(Stored records)
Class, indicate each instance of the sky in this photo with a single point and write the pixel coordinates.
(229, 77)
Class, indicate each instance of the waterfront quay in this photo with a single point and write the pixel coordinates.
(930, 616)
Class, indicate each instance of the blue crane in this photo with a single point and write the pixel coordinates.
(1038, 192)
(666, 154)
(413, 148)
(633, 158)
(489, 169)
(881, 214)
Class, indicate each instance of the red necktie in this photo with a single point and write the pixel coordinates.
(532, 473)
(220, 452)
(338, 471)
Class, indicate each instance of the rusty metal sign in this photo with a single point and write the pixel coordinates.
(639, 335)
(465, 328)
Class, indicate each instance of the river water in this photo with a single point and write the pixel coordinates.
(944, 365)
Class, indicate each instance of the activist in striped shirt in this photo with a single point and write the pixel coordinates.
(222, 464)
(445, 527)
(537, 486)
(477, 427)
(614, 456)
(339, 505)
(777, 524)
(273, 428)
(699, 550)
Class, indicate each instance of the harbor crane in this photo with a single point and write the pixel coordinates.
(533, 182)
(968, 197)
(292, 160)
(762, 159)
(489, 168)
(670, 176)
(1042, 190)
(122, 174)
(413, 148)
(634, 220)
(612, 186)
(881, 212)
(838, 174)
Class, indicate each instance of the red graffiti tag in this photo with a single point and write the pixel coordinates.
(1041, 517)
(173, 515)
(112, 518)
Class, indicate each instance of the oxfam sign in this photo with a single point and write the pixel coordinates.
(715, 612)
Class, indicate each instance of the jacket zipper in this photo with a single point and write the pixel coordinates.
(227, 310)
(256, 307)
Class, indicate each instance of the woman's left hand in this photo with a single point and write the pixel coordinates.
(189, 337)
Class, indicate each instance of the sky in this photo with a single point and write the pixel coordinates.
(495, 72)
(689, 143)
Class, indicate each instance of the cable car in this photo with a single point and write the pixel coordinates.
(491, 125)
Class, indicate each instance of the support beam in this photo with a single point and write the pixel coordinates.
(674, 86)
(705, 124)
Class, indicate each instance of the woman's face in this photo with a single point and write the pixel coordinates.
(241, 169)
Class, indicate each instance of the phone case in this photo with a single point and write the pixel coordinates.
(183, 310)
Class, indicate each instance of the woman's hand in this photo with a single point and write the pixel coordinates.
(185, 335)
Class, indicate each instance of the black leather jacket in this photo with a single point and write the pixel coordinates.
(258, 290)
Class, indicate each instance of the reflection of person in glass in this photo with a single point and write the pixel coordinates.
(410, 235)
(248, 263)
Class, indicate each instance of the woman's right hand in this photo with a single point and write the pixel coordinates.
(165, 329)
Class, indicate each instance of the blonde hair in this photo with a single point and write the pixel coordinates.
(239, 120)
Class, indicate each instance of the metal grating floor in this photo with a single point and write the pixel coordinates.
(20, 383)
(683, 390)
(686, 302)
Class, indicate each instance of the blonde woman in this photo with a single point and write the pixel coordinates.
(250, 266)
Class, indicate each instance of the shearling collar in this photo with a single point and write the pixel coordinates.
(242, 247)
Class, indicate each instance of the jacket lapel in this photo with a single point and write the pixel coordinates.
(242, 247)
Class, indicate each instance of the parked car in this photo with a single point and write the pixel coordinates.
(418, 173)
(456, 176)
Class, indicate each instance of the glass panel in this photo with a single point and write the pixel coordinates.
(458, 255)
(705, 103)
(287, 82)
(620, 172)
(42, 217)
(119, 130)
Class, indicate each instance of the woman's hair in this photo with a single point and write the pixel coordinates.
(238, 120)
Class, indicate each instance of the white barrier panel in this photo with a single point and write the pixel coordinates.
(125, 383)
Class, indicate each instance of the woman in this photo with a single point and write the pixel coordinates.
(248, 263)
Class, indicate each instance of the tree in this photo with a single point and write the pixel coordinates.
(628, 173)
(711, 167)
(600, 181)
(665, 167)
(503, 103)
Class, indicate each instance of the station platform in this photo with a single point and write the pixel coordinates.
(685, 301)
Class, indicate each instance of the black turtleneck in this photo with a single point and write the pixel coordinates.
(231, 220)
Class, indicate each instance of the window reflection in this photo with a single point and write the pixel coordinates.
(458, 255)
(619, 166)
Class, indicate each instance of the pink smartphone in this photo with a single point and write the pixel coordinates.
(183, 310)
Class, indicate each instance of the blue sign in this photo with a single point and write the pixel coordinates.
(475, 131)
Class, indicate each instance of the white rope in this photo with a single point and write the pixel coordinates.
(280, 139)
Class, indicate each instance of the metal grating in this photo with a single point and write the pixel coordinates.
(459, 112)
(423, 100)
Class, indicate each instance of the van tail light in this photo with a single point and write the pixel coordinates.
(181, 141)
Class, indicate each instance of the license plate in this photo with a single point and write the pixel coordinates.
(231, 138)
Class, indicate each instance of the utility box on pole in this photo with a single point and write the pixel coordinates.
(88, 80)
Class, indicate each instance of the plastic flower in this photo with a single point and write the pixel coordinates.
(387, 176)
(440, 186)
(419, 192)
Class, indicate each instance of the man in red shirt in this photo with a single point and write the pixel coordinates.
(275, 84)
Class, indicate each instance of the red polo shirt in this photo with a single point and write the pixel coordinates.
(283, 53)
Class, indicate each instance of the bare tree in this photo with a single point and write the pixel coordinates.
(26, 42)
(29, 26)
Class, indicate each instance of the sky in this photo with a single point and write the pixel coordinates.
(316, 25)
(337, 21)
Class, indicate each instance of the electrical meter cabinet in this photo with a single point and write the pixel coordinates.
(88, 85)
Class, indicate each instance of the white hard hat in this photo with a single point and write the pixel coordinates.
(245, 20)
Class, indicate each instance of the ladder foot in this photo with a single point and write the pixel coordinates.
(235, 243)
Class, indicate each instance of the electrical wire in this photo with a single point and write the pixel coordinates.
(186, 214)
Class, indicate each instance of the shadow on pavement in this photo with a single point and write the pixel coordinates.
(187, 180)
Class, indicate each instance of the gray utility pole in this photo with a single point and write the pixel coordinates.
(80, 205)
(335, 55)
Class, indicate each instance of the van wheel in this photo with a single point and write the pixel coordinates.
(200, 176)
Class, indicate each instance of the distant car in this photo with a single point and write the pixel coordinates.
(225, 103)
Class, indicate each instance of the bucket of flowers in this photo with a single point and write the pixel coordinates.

● ACTIVITY:
Each of the records is to be written out again without alteration.

● RESPONSE TO THIS TASK:
Class, indicate each instance of the sky in this photo with a single point and write the pixel coordinates.
(229, 77)
Class, indicate each instance of the waterfront quay in this photo with a single point and write the pixel coordinates.
(930, 616)
Class, indicate each instance of the blue crane in this photo with a single point and write the pixel coordinates.
(1038, 192)
(666, 154)
(413, 148)
(633, 158)
(489, 169)
(881, 214)
Class, indicate each instance of the red necktie in this photo with a single point and write the pixel coordinates.
(532, 473)
(220, 452)
(338, 471)
Class, indicate each instance of the rusty metal sign in this photo with a single point and write the pixel coordinates.
(639, 335)
(465, 328)
Class, indicate each instance of the river water in this photo with a single point and write the pixel coordinates.
(944, 365)
Class, indicate each instance of the activist in striped shirt in this photo with a single point and write the pixel coordinates.
(222, 464)
(445, 527)
(537, 486)
(477, 427)
(614, 456)
(339, 505)
(777, 524)
(273, 428)
(699, 550)
Class, indicate each instance of the harbor crane in this photo with a single point and write the pixel coordinates.
(533, 182)
(968, 197)
(292, 160)
(762, 159)
(489, 168)
(670, 176)
(1042, 190)
(122, 174)
(413, 148)
(634, 220)
(612, 186)
(881, 212)
(838, 174)
Class, indicate each instance of the red graffiti tag in this photo with a single point and write the pixel coordinates.
(1041, 517)
(173, 515)
(112, 518)
Class, indicate each instance of the oxfam sign in this photo with a single point and write the pixel coordinates.
(715, 612)
Class, indicate each instance of the jacket zipper in this photo with a single point and write the pixel coordinates.
(227, 310)
(256, 307)
Class, indicate each instance of the woman's left hand in this photo with a single point and write the pixel coordinates.
(189, 337)
Class, indicate each instance of the sky in this photo with a single point and write the pixel coordinates.
(495, 72)
(689, 143)
Class, indicate each instance of the cable car in this photo with a single point and write the pixel coordinates.
(491, 125)
Class, indicate each instance of the support beam in this photo with a single point and write the pixel coordinates.
(674, 86)
(705, 124)
Class, indicate each instance of the woman's face in this photo with a single point and write the pixel coordinates.
(241, 169)
Class, indicate each instance of the phone case in this photo with a single point and write the pixel coordinates.
(183, 310)
Class, indicate each instance of the woman's hand in this photo with a single point and write the pixel coordinates.
(185, 335)
Class, indicate each instance of the black leather jacket in this photo with a single point and write the pixel coordinates.
(258, 290)
Class, indicate each instance of the reflection of person in glass in this photo with a single point and write the pixel coordinates.
(410, 235)
(248, 263)
Class, indicate each instance of the woman's right hand in this photo with a single point and write the pixel coordinates.
(165, 329)
Class, indicate each instance of the blonde hair in this photo with a single point and write the pixel coordinates.
(239, 120)
Class, indicate each instance of the metal grating floor in this photo with a single point and write the pixel coordinates.
(20, 383)
(683, 390)
(686, 302)
Class, indicate each instance of the blonde woman in this photo with a single point and write the pixel coordinates.
(250, 266)
Class, indicate each instance of the shearling collar in this photo with a single point and write the pixel coordinates.
(242, 247)
Class, indicate each instance of the jacket lapel in this photo with a single point and write the pixel coordinates.
(242, 247)
Class, indicate each instance of the parked car in this photo with a single point and write the pixel coordinates.
(418, 173)
(456, 176)
Class, indicate each instance of the glass panel in this photo with a single point and write the pixel coordinates.
(458, 255)
(705, 103)
(287, 82)
(620, 172)
(42, 217)
(119, 130)
Class, indicate each instance of the woman's hair in this photo with a single point and write the pixel coordinates.
(238, 120)
Class, indicate each instance of the white barrier panel in this photo with a single point and write the pixel coordinates.
(125, 383)
Class, indicate each instance of the woman in this photo with a single point and write the pixel coordinates.
(248, 263)
Class, indicate each instance of the tree in this photo with a single point and write the pixel coordinates.
(628, 173)
(711, 167)
(600, 181)
(665, 167)
(503, 103)
Class, indicate each instance of the station platform in this photo with a single point and write the pixel coordinates.
(685, 301)
Class, indicate each instance of the black turtleneck in this photo with a single point and write the pixel coordinates.
(231, 220)
Class, indicate each instance of the window reflection in this photo with a single point and write the pixel coordinates.
(458, 255)
(619, 166)
Class, indicate each instance of the pink smartphone in this photo with a single point and write the pixel coordinates.
(183, 310)
Class, indicate each instance of the blue sign in this photo with a single point and write the pixel coordinates.
(475, 131)
Class, indicate each instance of the white rope in this photo with a single point and write the pixel coordinates.
(280, 139)
Class, indicate each instance of the metal grating in this photo with a single point and write the pixel coordinates.
(459, 112)
(423, 100)
Class, indicate each instance of the van tail light in this photo with a single point and write the pixel coordinates.
(181, 141)
Class, indicate each instance of the license plate in this photo with a single point and write the pixel coordinates.
(231, 138)
Class, indicate each instance of the utility box on pole in this photo with a single point and write the pixel coordinates.
(88, 80)
Class, indicate each instance of the plastic flower in this photo with a single point and write the pixel coordinates.
(387, 176)
(440, 186)
(419, 192)
Class, indicate each instance of the man in red shirt in this photo with a single point and write the pixel coordinates.
(275, 84)
Class, indicate each instance of the red polo shirt in this photo with a single point and write the pixel coordinates.
(283, 53)
Class, indicate each instance of the bare tree in this photo with a single point and write the pixel coordinates.
(26, 42)
(29, 26)
Class, indicate each instance of the sky in this photo with a single point and write the pixel coordinates.
(316, 25)
(337, 21)
Class, indicate each instance of the electrical meter cabinet in this photo with a single point and write the pixel coordinates.
(88, 85)
Class, indicate each instance of the white hard hat in this photo with a single point and write the pixel coordinates.
(245, 20)
Class, indicate each instance of the ladder foot in this photo with a single point and write the pixel coordinates.
(235, 243)
Class, indicate each instance of the electrical wire in this photo with a single point and write the pixel coordinates.
(186, 214)
Class, indicate each instance of the shadow on pavement in this photo with a single point and write the pixel coordinates.
(187, 180)
Class, indicate each instance of the gray utility pole in this photo with a single point and write the pixel coordinates.
(80, 205)
(335, 55)
Class, indicate each instance of the van wheel in this photo with a single point and write the pixel coordinates.
(200, 176)
Class, indicate each instance of the distant car in this photo with a single point and write the pixel coordinates.
(225, 103)
Class, indicate each instance of the bucket of flowers in this photo with a single point and write the pixel coordinates.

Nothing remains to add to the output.